Short exercise — Repeat each entry in full, exactly.

[Start of Records for the exercise]

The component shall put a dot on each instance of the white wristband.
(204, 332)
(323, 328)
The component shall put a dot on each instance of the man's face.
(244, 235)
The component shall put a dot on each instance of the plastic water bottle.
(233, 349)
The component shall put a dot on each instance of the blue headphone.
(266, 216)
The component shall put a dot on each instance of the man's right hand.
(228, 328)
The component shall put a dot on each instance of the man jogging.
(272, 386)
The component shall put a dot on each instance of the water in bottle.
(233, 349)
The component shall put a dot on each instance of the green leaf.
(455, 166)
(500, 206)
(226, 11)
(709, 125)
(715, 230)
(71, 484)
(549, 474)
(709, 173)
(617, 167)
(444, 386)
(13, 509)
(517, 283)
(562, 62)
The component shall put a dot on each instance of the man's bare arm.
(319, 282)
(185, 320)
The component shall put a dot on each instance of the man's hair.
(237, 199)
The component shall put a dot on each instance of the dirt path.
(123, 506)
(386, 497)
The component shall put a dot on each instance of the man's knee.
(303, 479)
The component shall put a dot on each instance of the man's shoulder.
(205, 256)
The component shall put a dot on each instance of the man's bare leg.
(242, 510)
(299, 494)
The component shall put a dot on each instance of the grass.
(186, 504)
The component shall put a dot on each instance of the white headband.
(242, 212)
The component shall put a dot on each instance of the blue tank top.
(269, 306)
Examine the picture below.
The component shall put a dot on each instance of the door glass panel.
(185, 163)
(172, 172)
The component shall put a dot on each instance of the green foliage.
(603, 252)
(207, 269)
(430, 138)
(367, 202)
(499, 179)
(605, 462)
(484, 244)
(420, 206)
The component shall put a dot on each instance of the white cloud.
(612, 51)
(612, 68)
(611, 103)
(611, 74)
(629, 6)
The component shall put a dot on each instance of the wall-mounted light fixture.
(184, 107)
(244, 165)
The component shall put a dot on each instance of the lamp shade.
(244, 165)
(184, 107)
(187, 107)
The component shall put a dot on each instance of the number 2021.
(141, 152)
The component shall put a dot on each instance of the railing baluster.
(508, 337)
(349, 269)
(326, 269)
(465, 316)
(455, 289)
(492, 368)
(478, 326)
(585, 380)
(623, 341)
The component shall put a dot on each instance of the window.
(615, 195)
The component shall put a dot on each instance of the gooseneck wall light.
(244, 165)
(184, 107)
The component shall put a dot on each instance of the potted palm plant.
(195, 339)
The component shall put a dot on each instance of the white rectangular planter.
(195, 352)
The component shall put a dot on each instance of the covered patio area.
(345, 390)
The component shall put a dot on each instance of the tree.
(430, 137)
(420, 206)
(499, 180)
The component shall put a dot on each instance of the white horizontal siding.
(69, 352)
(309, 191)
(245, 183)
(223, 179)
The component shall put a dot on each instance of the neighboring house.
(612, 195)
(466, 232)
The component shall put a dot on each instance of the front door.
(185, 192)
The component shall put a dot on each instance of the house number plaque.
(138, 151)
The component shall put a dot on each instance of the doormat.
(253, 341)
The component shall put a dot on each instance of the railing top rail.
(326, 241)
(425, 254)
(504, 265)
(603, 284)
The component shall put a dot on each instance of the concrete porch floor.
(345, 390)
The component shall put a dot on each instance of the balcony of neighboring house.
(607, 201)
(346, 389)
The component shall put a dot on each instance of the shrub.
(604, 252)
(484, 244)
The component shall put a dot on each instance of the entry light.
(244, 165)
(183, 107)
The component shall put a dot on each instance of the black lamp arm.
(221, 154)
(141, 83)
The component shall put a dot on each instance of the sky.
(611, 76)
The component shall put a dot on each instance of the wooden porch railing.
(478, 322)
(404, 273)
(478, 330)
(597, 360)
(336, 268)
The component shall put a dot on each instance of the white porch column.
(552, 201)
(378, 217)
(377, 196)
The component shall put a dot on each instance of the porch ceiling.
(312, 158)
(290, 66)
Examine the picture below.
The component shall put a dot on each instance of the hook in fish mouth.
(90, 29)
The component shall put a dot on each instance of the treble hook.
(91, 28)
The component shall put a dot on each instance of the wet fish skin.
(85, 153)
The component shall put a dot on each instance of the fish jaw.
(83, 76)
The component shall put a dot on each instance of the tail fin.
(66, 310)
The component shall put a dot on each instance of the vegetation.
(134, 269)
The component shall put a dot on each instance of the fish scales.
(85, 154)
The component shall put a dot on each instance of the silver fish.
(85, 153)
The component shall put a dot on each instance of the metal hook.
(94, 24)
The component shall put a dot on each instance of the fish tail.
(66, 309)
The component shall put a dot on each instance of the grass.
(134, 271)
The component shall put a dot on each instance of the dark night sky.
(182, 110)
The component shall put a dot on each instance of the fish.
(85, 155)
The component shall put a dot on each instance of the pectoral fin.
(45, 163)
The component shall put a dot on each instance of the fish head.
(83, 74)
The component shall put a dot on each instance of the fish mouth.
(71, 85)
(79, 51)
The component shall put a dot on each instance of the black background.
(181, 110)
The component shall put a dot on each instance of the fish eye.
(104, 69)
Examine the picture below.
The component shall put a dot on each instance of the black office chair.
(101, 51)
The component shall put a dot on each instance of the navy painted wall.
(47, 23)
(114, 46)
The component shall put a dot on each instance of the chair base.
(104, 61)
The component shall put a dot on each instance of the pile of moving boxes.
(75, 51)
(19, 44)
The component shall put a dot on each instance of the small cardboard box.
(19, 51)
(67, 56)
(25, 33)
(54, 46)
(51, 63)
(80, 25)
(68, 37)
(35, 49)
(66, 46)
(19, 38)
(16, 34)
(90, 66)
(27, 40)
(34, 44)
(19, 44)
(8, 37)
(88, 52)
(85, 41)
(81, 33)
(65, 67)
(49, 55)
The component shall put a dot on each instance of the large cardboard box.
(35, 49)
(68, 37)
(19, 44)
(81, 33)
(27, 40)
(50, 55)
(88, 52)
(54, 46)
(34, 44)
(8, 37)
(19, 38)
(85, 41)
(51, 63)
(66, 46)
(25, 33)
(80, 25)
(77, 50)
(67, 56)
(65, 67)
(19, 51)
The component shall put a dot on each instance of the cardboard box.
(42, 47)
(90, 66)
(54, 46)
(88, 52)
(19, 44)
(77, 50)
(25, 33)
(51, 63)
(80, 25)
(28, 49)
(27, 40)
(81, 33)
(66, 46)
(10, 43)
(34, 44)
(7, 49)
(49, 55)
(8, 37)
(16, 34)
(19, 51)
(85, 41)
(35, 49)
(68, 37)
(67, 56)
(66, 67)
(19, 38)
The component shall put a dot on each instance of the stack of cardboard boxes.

[End of Records for the exercise]

Full answer —
The component shall put a dot on each instance of the white wristband.
(204, 332)
(323, 328)
The component shall put a dot on each instance of the man's face.
(244, 235)
The component shall put a dot on each instance of the plastic water bottle.
(233, 349)
The component shall put a dot on each instance of the blue headphone.
(266, 216)
The component shall put a dot on each instance of the man's right hand.
(228, 328)
The component shall put a dot on each instance of the man jogging.
(272, 386)
The component shall put a dot on each instance of the water in bottle.
(233, 349)
The component shall put a dot on each instance of the green leaf.
(455, 166)
(500, 206)
(226, 11)
(709, 125)
(715, 230)
(71, 484)
(549, 474)
(709, 173)
(617, 167)
(444, 386)
(13, 509)
(517, 283)
(562, 62)
The component shall put a dot on each instance of the man's bare arm.
(319, 282)
(185, 320)
The component shall put a dot on each instance of the man's hair.
(237, 199)
The component shall put a dot on each instance of the dirt path.
(123, 506)
(386, 497)
The component shall put a dot on each instance of the man's knee.
(303, 479)
The component shall put a dot on each instance of the man's shoulder.
(205, 256)
The component shall put a dot on each instance of the man's bare leg.
(242, 510)
(299, 494)
The component shall put a dot on each instance of the grass.
(186, 504)
The component shall put a dot on each instance of the white headband.
(242, 212)
The component shall put a dot on each instance of the blue tank top.
(269, 306)
Examine the picture below.
The component shall put a dot on each instance of the door glass panel.
(185, 163)
(172, 172)
The component shall put a dot on each instance of the green foliage.
(603, 252)
(207, 269)
(430, 138)
(367, 202)
(499, 179)
(605, 462)
(484, 244)
(420, 206)
The component shall put a dot on each instance of the white cloud.
(612, 51)
(612, 68)
(611, 103)
(611, 74)
(629, 6)
The component shall put a dot on each instance of the wall-mounted light fixture.
(184, 107)
(244, 165)
The component shall put a dot on each instance of the lamp shade.
(244, 165)
(184, 107)
(187, 107)
The component shall put a dot on each instance of the number 2021.
(141, 152)
The component shall put a dot on each instance of the railing baluster.
(508, 337)
(349, 269)
(326, 269)
(465, 316)
(455, 289)
(492, 368)
(478, 326)
(585, 380)
(623, 341)
The component shall put a dot on each instance of the window.
(615, 195)
The component shall put a dot on each instance of the gooseneck wall light.
(244, 165)
(184, 107)
The component shall put a dot on each instance of the potted palm plant.
(195, 339)
The component shall put a dot on each instance of the white rectangular planter.
(195, 352)
The component shall put a dot on each instance of the covered patio area.
(345, 390)
The component shall put a dot on each instance of the tree.
(430, 137)
(420, 206)
(499, 180)
The component shall put a dot on each instance of the white horizontal siding.
(69, 352)
(309, 191)
(245, 183)
(223, 179)
The component shall put a dot on each instance of the neighboring house.
(612, 195)
(466, 232)
The component shall put a dot on each instance of the front door.
(185, 192)
The component shall put a dot on each instance of the house number plaque.
(138, 151)
The component shall put a dot on each instance of the doormat.
(253, 341)
The component shall put a dot on each instance of the railing top rail.
(326, 241)
(425, 254)
(504, 265)
(603, 284)
The component shall put a dot on each instance of the concrete porch floor.
(345, 390)
The component shall put a dot on each instance of the balcony of neighboring house.
(607, 201)
(346, 389)
The component shall put a dot on each instance of the shrub.
(604, 252)
(484, 244)
The component shall put a dot on each instance of the entry light.
(244, 165)
(183, 107)
The component shall put a dot on each instance of the black lamp arm.
(221, 154)
(141, 83)
The component shall put a dot on each instance of the sky.
(611, 76)
The component shall put a dot on each instance of the wooden porch railing.
(478, 322)
(404, 273)
(478, 330)
(597, 360)
(336, 268)
The component shall put a dot on each instance of the white porch column.
(552, 201)
(378, 217)
(377, 196)
The component shall put a dot on each instance of the porch ceiling.
(312, 158)
(290, 66)
Examine the picture below.
The component shall put a dot on each instance of the hook in fish mouth.
(90, 29)
The component shall put a dot on each instance of the treble hook.
(91, 28)
The component shall put a dot on each instance of the wet fish skin.
(85, 153)
The component shall put a dot on each instance of the fish jaw.
(83, 76)
The component shall put a dot on each instance of the tail fin.
(66, 310)
The component shall put a dot on each instance of the vegetation.
(134, 269)
The component shall put a dot on each instance of the fish scales.
(85, 154)
The component shall put a dot on each instance of the silver fish.
(85, 153)
The component shall put a dot on each instance of the metal hook.
(94, 24)
The component shall put a dot on each instance of the fish tail.
(66, 309)
The component shall put a dot on each instance of the grass.
(134, 271)
The component shall put a dot on each instance of the dark night sky.
(182, 110)
The component shall put a dot on each instance of the fish.
(85, 155)
The component shall put a dot on each instance of the pectoral fin.
(45, 163)
The component shall put a dot on each instance of the fish head.
(83, 74)
The component shall put a dot on each instance of the fish mouth.
(71, 85)
(79, 51)
The component shall put a dot on each instance of the black background.
(181, 110)
The component shall put a dot on each instance of the fish eye.
(104, 69)
Examine the picture below.
The component shall put a dot on each instance of the black office chair.
(101, 51)
The component shall put a dot on each instance of the navy painted wall.
(47, 23)
(114, 46)
The component shall put a dot on each instance of the chair base.
(104, 61)
The component shall put a dot on each instance of the pile of moving boxes.
(75, 51)
(19, 44)
The component shall put a dot on each instance of the small cardboard box.
(19, 51)
(67, 56)
(25, 33)
(54, 46)
(51, 63)
(80, 25)
(68, 37)
(35, 49)
(66, 46)
(19, 38)
(16, 34)
(90, 66)
(27, 40)
(34, 44)
(19, 44)
(8, 37)
(88, 52)
(85, 41)
(81, 33)
(65, 67)
(49, 55)
The component shall put a dot on each instance of the large cardboard box.
(35, 49)
(68, 37)
(19, 44)
(81, 33)
(27, 40)
(50, 55)
(88, 52)
(54, 46)
(34, 44)
(8, 37)
(19, 38)
(85, 41)
(51, 63)
(66, 46)
(25, 33)
(80, 25)
(77, 50)
(67, 56)
(65, 67)
(19, 51)
The component shall put a dot on each instance of the cardboard box.
(42, 47)
(90, 66)
(54, 46)
(88, 52)
(19, 44)
(77, 50)
(25, 33)
(51, 63)
(80, 25)
(28, 49)
(27, 40)
(81, 33)
(66, 46)
(10, 43)
(34, 44)
(7, 49)
(49, 55)
(8, 37)
(16, 34)
(19, 51)
(85, 41)
(35, 49)
(68, 37)
(67, 56)
(66, 67)
(19, 38)
The component shall put a dot on each instance of the stack of cardboard boxes.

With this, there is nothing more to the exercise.